Start of Record list

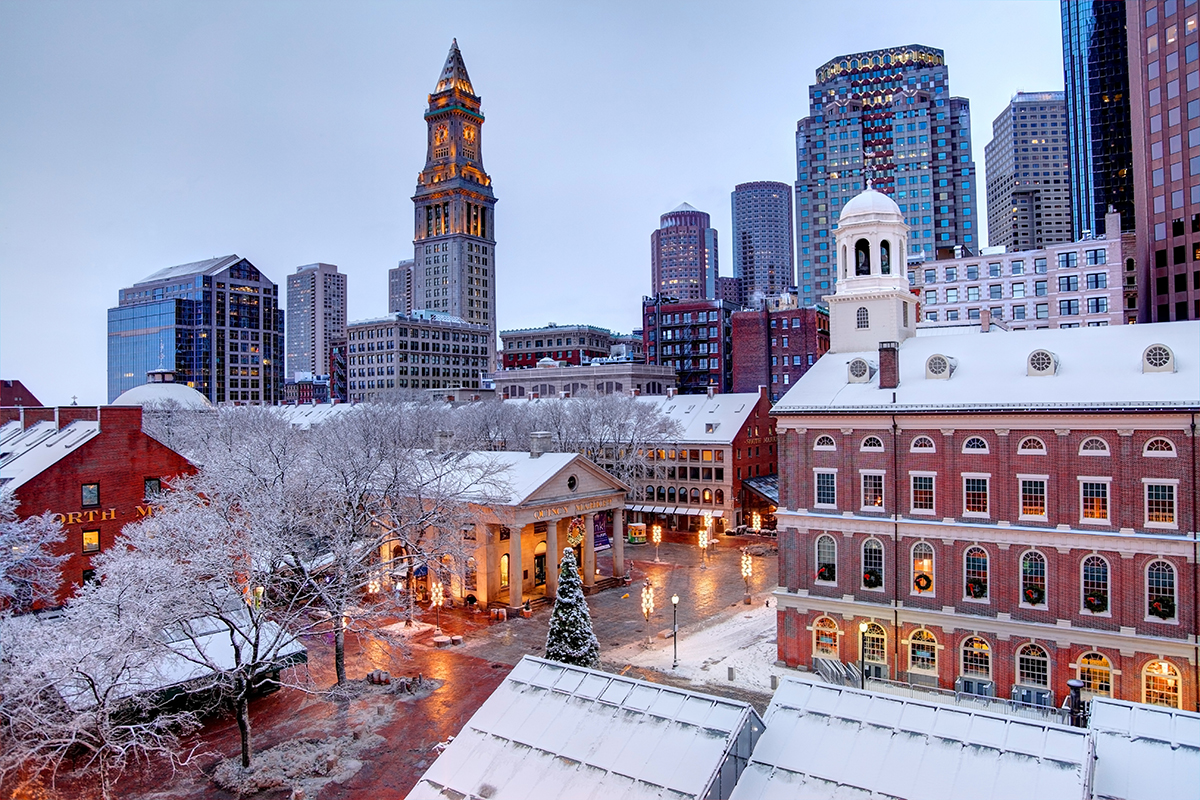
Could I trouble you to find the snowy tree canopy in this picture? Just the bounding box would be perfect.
[546,547,600,667]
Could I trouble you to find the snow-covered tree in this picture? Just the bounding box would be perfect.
[546,547,600,667]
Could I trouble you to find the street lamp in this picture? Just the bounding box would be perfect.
[430,582,445,634]
[742,551,754,606]
[671,595,679,669]
[858,620,866,688]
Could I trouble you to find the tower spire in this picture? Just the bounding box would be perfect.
[433,38,475,95]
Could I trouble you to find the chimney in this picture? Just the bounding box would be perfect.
[529,431,550,458]
[880,342,900,389]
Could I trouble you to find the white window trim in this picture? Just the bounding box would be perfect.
[962,473,991,519]
[1075,475,1112,527]
[858,469,888,513]
[908,469,937,517]
[1141,477,1180,527]
[1016,473,1050,522]
[812,467,838,509]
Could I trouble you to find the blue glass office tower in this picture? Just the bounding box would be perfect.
[1062,0,1134,240]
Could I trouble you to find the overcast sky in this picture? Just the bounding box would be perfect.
[0,0,1062,404]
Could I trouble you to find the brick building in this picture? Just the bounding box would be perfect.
[642,297,739,395]
[733,294,829,402]
[0,407,192,602]
[773,189,1200,709]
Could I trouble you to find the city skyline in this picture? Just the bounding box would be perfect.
[0,2,1062,403]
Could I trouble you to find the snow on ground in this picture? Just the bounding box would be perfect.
[604,595,794,693]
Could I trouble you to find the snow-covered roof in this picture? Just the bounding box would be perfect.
[731,678,1099,800]
[408,656,762,800]
[772,321,1200,415]
[638,392,761,445]
[1094,698,1200,800]
[0,420,100,492]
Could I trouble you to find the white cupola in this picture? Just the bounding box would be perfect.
[826,188,917,353]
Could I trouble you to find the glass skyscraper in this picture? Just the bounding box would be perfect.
[1062,0,1134,240]
[796,44,983,306]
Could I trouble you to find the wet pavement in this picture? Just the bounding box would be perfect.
[28,537,778,800]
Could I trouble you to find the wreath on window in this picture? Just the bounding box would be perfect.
[566,517,586,547]
[1150,597,1175,619]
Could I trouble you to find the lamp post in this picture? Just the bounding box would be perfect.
[671,595,679,669]
[430,582,445,634]
[858,620,866,688]
[742,549,754,606]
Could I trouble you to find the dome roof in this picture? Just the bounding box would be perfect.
[112,383,212,411]
[838,188,904,223]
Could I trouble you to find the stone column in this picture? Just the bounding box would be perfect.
[612,509,625,578]
[509,525,524,612]
[583,513,596,587]
[546,519,563,597]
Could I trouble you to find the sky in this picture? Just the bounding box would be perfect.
[0,0,1063,405]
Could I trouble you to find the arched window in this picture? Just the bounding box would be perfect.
[1079,651,1112,699]
[1016,437,1046,456]
[962,636,991,679]
[817,534,838,583]
[863,539,883,589]
[908,628,937,673]
[1021,551,1046,606]
[1016,642,1050,686]
[912,542,934,594]
[1141,661,1180,709]
[962,437,988,453]
[1146,560,1175,619]
[863,622,888,664]
[854,239,871,275]
[962,547,988,600]
[1141,437,1175,458]
[812,616,838,658]
[1081,555,1109,614]
[908,437,937,452]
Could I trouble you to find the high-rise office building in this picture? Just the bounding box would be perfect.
[984,91,1074,252]
[729,181,796,303]
[1126,0,1200,323]
[412,42,496,369]
[796,44,982,306]
[108,255,284,405]
[650,203,716,300]
[1070,0,1134,239]
[284,264,346,379]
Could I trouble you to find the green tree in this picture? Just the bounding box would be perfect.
[546,547,600,667]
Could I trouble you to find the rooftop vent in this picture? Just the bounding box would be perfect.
[1025,350,1058,378]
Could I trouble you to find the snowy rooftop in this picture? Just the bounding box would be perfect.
[408,656,762,800]
[1088,698,1200,800]
[772,321,1200,415]
[0,420,100,492]
[731,678,1099,800]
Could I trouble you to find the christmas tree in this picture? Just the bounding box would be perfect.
[546,547,600,667]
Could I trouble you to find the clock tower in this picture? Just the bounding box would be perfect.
[412,41,496,372]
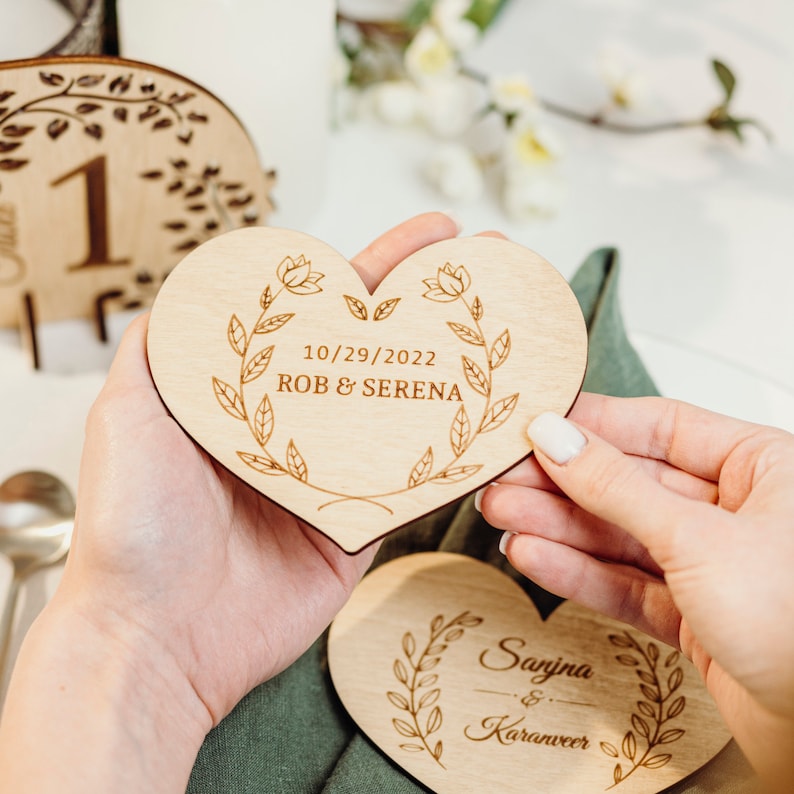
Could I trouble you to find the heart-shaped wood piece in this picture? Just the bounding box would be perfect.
[328,552,730,794]
[148,227,587,551]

End of Record list

Stated task: Rewrite the records from the line containing "Could I trouble you to find the blue" through the line containing "[0,0,1062,404]", including both of those lines and the requests, with every bounding box coordinate in the answers multiplied by 1.45 and rounded to the nearest whole number, halves rounded up. Give only these lines.

Output of the task:
Could I trouble you to find the blue glass office tower in this picture? Just the bounding box would be perfect.
[1540,0,1644,348]
Could I trouble you to find the overcast sky in this picture? Just the bounding box would be perfect.
[0,0,1540,586]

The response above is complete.